** start Data to use **

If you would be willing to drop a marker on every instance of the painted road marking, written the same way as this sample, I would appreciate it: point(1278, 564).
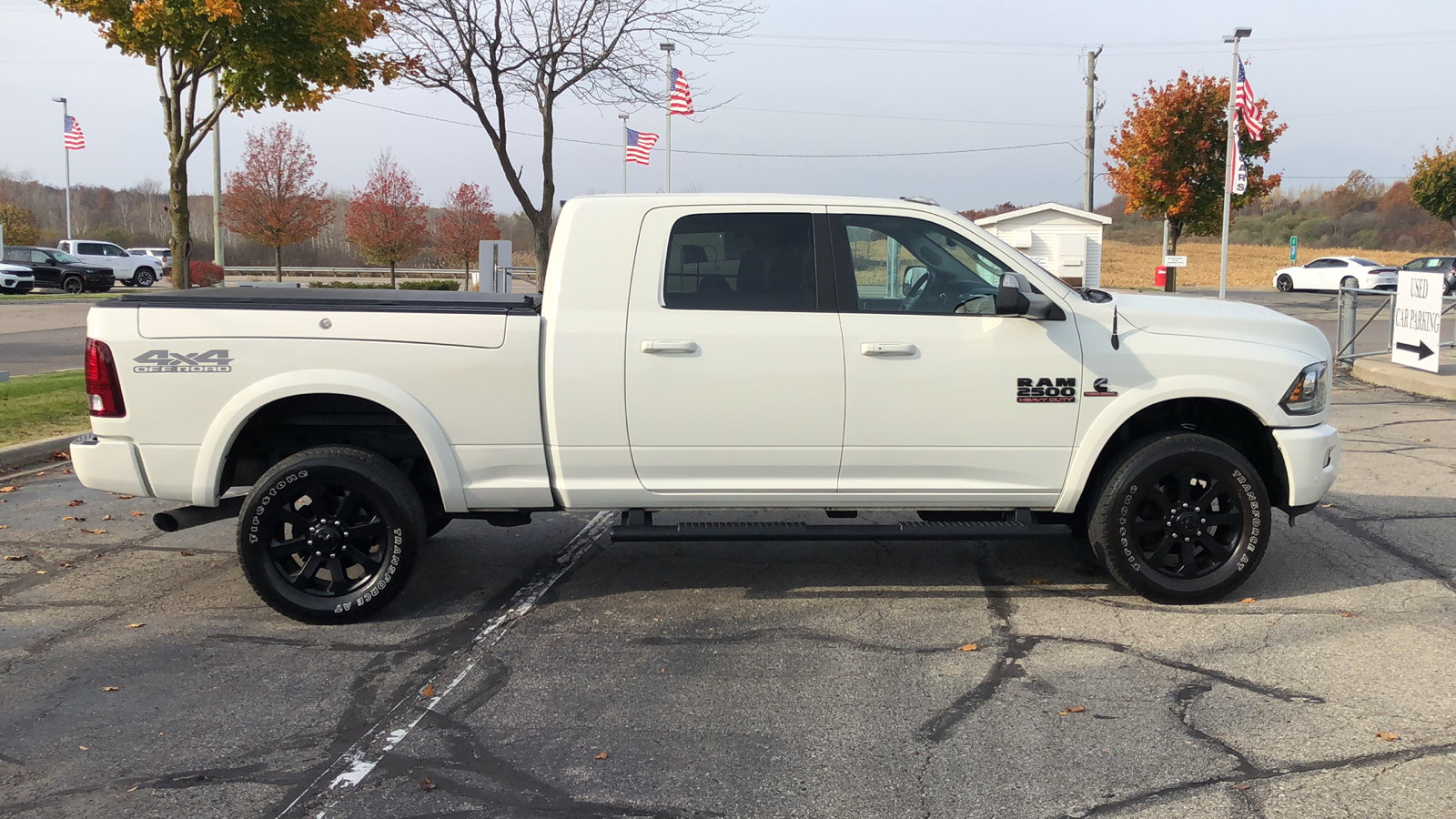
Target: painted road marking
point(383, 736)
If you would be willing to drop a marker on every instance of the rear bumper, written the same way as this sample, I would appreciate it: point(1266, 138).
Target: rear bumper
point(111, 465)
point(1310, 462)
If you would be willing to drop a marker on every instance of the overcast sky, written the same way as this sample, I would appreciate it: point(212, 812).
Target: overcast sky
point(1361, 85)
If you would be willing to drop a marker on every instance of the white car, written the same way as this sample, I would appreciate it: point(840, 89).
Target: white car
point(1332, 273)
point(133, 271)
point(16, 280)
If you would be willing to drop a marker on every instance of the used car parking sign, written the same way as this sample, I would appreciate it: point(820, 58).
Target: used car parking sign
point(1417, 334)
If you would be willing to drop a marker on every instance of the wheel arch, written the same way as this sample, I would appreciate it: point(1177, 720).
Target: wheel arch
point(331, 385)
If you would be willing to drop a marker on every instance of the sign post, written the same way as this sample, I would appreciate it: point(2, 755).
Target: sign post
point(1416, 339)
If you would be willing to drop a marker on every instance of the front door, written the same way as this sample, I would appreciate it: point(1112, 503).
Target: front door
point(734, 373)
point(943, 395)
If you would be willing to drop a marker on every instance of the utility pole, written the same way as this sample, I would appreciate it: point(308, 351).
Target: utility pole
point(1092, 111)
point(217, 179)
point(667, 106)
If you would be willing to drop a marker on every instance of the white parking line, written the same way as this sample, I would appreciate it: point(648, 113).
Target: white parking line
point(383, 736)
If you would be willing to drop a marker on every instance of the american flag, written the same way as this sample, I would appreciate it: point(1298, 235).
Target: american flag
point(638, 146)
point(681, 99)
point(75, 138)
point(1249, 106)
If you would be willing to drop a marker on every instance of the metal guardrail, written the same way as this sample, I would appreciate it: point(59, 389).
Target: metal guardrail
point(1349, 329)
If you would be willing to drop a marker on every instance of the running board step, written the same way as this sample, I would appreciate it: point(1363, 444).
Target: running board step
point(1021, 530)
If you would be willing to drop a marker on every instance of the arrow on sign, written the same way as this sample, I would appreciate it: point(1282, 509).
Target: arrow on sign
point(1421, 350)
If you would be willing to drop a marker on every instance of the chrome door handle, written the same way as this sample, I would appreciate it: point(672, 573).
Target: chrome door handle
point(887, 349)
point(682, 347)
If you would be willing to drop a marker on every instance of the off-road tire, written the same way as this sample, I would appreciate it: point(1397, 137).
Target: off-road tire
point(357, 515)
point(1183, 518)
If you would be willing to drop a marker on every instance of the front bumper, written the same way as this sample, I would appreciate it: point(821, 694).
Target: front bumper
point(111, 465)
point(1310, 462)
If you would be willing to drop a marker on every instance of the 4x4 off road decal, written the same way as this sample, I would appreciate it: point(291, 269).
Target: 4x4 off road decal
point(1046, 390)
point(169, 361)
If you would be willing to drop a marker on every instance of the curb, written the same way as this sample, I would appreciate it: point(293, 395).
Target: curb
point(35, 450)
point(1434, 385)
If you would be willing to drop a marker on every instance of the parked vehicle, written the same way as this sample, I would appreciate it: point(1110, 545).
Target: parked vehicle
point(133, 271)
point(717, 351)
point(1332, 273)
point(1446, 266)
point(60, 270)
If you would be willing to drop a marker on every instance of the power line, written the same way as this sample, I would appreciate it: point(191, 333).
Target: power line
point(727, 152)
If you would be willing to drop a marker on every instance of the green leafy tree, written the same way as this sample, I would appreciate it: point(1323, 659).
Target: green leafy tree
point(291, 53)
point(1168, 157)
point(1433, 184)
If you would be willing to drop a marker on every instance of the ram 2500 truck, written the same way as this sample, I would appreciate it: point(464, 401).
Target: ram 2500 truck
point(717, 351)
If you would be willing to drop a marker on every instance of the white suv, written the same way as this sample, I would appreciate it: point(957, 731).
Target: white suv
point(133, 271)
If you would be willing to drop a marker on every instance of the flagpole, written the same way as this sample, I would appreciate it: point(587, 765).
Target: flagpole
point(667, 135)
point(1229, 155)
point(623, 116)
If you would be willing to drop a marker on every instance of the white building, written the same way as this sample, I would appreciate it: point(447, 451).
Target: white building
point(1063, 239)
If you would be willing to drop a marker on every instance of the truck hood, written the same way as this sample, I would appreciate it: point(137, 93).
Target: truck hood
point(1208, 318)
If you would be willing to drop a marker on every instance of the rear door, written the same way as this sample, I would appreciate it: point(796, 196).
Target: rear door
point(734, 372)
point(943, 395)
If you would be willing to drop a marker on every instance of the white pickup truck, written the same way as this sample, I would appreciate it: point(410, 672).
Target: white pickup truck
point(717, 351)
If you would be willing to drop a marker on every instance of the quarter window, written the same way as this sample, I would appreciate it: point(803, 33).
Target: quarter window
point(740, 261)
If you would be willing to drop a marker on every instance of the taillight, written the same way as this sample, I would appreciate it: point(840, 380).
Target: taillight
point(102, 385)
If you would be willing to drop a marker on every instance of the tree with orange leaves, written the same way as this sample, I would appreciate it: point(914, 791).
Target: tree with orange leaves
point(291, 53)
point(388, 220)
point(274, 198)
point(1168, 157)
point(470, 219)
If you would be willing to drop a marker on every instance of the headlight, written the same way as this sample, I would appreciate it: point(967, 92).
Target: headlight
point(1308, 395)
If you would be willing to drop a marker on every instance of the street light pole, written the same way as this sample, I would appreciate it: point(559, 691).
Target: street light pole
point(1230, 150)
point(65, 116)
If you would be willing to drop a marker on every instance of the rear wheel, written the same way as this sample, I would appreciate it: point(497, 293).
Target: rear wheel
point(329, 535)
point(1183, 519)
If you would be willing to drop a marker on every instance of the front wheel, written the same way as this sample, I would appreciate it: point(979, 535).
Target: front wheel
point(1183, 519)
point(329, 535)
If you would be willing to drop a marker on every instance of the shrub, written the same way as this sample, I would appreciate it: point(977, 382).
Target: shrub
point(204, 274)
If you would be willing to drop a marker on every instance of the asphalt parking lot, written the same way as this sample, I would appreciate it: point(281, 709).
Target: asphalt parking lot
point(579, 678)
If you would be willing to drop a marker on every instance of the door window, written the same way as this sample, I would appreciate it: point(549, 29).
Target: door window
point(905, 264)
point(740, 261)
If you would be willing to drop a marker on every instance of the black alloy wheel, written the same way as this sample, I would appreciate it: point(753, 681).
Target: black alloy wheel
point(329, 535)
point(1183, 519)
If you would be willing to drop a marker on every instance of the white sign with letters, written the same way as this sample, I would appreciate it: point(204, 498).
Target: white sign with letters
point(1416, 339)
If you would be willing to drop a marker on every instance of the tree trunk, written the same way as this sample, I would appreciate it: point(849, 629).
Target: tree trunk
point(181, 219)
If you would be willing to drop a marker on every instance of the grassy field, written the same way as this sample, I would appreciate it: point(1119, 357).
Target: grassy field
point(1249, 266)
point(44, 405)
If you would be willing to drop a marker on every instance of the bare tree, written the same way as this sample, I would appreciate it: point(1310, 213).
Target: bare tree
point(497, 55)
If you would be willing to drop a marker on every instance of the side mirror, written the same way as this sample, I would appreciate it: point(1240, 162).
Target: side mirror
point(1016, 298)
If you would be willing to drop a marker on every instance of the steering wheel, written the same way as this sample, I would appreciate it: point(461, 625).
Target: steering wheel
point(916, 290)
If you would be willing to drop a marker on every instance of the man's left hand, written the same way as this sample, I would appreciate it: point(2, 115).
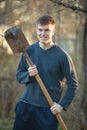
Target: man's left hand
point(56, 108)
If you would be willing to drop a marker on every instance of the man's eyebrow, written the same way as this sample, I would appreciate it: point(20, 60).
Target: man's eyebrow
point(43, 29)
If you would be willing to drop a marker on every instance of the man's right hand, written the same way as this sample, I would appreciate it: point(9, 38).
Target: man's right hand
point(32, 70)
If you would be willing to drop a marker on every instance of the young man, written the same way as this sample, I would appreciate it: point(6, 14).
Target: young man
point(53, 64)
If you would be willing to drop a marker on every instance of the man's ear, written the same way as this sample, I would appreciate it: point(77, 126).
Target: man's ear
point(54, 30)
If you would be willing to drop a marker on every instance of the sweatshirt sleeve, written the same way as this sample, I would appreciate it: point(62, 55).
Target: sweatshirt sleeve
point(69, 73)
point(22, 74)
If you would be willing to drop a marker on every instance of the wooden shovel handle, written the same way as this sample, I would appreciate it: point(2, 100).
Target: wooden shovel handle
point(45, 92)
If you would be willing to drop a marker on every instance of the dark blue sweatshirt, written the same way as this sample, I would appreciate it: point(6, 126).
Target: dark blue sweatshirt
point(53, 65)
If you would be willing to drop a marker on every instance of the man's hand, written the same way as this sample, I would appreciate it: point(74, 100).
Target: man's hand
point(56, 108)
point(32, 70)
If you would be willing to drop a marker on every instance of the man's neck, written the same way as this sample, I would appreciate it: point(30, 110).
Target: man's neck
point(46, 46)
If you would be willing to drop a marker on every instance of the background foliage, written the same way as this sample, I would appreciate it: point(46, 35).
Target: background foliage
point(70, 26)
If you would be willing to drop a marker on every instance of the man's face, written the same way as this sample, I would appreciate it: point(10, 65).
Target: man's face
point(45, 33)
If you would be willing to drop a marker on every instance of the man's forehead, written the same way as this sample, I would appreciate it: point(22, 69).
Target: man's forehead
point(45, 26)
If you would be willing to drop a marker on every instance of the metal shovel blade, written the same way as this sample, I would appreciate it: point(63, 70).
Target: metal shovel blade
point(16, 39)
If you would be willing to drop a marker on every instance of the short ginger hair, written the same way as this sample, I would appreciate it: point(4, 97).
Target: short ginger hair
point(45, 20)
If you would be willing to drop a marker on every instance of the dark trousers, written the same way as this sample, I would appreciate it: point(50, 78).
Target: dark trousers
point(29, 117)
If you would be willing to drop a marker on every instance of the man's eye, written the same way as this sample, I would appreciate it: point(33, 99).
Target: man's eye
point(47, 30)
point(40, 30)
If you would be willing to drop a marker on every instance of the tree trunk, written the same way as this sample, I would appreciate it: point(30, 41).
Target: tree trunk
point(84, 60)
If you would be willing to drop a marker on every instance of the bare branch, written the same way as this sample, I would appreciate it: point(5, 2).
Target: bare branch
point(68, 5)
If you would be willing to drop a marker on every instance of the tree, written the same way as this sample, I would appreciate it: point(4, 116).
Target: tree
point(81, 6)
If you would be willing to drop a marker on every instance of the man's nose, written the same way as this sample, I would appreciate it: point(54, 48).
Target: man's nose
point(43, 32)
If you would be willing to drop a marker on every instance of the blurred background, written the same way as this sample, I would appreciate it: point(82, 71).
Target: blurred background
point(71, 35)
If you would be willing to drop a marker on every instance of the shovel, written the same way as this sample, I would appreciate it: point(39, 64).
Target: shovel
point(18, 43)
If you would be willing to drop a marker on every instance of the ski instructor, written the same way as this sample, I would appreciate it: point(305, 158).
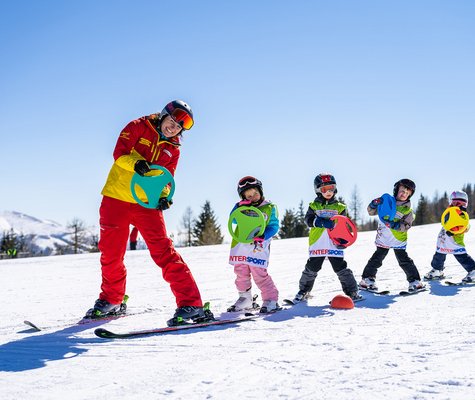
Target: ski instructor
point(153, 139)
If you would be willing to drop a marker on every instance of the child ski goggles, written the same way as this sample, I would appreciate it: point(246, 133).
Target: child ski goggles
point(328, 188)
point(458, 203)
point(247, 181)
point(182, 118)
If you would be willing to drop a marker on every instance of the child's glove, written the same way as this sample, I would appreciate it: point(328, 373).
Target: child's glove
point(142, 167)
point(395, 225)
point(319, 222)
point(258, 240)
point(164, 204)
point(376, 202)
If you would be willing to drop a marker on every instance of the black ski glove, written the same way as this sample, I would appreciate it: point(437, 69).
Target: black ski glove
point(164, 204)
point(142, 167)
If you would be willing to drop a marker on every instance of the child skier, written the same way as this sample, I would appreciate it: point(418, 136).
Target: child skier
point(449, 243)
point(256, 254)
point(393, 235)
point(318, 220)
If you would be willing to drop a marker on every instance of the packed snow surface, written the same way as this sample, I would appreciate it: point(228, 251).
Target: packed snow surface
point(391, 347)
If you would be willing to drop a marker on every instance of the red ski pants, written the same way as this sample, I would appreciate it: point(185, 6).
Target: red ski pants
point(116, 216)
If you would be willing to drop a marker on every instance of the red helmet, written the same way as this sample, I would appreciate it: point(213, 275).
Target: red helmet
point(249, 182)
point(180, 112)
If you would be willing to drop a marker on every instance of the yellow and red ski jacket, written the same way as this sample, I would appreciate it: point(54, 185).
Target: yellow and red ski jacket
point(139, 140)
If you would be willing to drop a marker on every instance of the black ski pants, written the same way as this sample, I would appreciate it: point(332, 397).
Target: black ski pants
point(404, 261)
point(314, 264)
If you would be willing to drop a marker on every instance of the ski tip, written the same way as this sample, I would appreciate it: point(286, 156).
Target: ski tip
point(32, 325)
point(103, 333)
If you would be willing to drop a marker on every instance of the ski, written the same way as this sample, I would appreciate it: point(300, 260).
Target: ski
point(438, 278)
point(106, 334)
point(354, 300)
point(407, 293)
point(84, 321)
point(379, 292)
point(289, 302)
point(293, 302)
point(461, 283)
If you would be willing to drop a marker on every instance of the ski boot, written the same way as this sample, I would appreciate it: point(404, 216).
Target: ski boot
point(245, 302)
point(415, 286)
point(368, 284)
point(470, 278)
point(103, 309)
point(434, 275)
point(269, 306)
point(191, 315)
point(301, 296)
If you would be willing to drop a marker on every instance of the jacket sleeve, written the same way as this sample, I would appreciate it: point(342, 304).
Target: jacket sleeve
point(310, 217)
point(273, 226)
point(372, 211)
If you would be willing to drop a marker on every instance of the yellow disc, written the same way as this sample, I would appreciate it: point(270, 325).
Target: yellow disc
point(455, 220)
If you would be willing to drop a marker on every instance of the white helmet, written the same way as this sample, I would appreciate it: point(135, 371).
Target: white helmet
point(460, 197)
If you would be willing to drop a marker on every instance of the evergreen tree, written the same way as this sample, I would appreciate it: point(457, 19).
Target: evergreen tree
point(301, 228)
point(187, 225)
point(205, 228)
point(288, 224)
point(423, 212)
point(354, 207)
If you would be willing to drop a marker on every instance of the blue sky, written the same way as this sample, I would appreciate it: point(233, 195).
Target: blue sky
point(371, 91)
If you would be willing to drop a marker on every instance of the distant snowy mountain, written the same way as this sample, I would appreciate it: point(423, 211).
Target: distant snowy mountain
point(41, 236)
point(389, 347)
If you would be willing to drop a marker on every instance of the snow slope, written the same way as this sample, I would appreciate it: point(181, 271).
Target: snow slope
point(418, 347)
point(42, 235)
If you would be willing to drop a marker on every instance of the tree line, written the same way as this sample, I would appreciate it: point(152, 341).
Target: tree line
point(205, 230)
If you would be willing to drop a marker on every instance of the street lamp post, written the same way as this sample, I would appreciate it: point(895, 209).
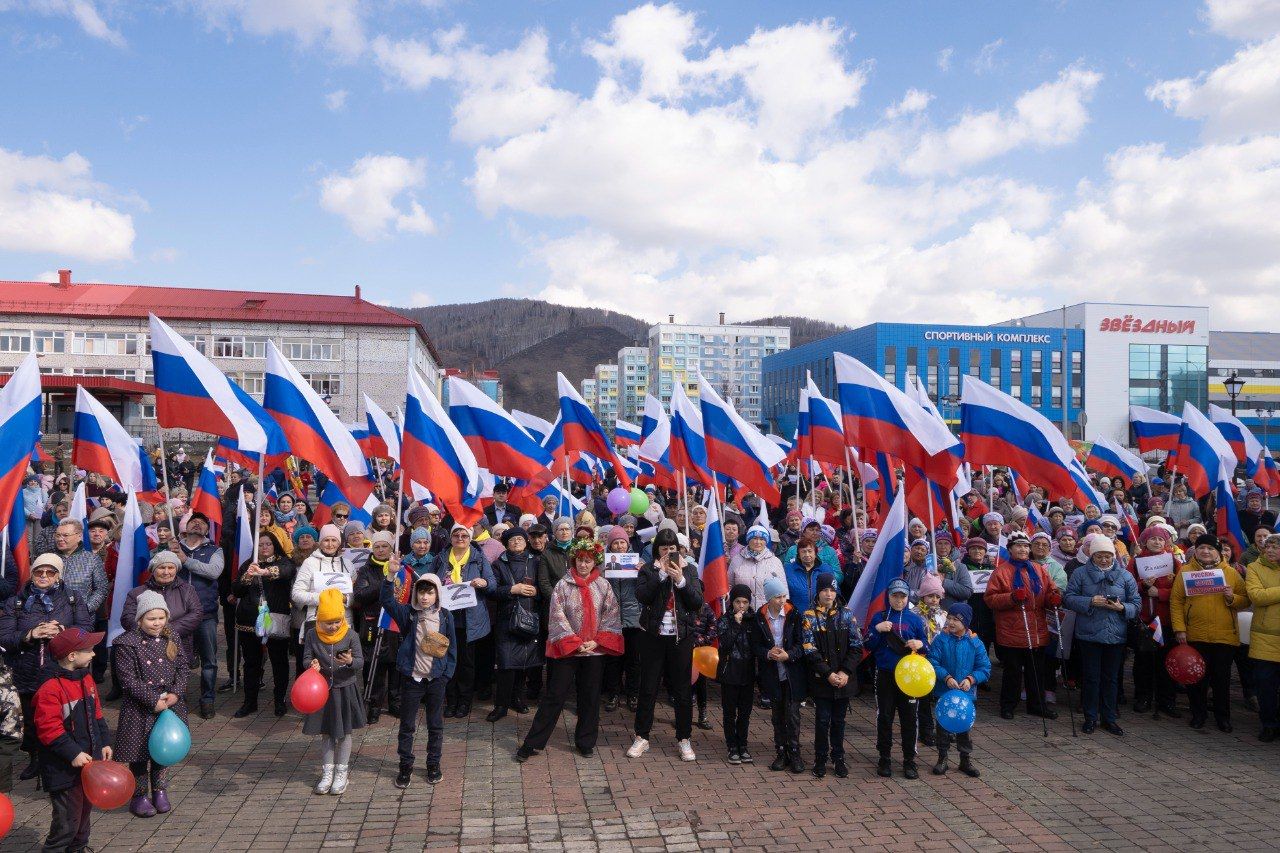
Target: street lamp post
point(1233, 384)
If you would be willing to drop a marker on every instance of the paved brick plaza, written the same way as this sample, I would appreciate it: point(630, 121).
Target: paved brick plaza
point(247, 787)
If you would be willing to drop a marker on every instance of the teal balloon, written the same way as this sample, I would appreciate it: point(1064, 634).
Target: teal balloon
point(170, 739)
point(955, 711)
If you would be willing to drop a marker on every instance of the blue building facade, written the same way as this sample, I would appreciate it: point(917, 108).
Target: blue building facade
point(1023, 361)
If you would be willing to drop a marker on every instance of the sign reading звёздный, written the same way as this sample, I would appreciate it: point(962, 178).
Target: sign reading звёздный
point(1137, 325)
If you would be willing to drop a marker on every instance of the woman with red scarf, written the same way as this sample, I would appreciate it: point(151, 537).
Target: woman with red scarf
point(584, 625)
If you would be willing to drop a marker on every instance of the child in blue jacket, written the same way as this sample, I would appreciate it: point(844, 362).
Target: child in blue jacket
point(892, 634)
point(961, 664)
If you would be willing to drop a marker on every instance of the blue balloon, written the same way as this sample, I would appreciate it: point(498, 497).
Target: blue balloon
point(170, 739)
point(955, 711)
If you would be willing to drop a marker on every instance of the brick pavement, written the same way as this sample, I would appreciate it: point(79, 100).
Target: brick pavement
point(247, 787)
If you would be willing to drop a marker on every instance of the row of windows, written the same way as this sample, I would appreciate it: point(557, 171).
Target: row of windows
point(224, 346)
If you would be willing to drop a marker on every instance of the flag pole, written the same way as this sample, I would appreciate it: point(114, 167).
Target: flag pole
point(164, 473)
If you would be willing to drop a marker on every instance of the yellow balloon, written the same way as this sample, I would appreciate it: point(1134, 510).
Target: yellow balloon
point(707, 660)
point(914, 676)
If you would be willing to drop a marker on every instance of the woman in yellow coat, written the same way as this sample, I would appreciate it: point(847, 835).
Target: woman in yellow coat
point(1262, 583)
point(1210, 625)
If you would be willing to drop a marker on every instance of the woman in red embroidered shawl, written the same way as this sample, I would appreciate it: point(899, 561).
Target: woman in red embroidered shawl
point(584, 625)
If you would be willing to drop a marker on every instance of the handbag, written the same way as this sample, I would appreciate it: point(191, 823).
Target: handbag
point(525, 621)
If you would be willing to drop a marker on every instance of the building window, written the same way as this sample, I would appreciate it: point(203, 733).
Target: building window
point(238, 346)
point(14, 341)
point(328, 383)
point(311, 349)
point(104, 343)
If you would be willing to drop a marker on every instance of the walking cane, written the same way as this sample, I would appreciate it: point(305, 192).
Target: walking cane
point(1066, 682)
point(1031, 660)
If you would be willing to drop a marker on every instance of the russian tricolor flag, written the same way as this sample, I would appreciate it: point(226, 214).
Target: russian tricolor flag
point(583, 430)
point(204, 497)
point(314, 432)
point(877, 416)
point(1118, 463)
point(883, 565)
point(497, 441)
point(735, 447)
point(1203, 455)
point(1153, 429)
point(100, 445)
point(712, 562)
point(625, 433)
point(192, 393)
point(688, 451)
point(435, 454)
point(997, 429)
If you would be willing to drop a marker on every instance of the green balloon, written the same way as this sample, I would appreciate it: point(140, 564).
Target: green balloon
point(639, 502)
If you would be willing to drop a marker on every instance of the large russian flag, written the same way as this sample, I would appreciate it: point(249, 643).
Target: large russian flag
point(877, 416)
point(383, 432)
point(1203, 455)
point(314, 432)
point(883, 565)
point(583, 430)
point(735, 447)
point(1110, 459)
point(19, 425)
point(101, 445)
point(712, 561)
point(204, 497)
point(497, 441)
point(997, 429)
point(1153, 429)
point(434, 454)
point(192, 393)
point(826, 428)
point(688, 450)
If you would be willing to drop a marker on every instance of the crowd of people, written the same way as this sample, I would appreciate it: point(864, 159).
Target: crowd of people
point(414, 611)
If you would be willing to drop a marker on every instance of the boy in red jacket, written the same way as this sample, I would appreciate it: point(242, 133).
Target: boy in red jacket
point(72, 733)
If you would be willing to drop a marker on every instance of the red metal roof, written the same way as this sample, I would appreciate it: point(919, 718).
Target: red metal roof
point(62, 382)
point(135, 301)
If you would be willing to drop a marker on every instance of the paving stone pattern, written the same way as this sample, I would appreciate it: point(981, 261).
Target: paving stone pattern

** end Data to use **

**What the exercise asks**
Render the lines from the one containing "it: point(30, 41)." through the one containing "point(81, 6)", inclusive, as a two-column CSV with the columns text and answer. Each row pairs what is asked with its answer, one quoted field apiece, with line breaks replaced by spaces.

**Result of this exercise**
text,answer
"If you would be willing to drop a marker on every instance of the tree trunk, written the same way as this sample, I would appreciate it: point(30, 41). Target: tree trunk","point(84, 60)"
"If you would be willing to drop a marker on every instance of the bare branch, written the same way as this sample, I would appreciate it: point(5, 2). Target: bare branch","point(68, 5)"
"If you would be willing to drop a marker on every instance of the tree, written the same way as this sample, I would appreciate it: point(4, 116). Target: tree","point(81, 6)"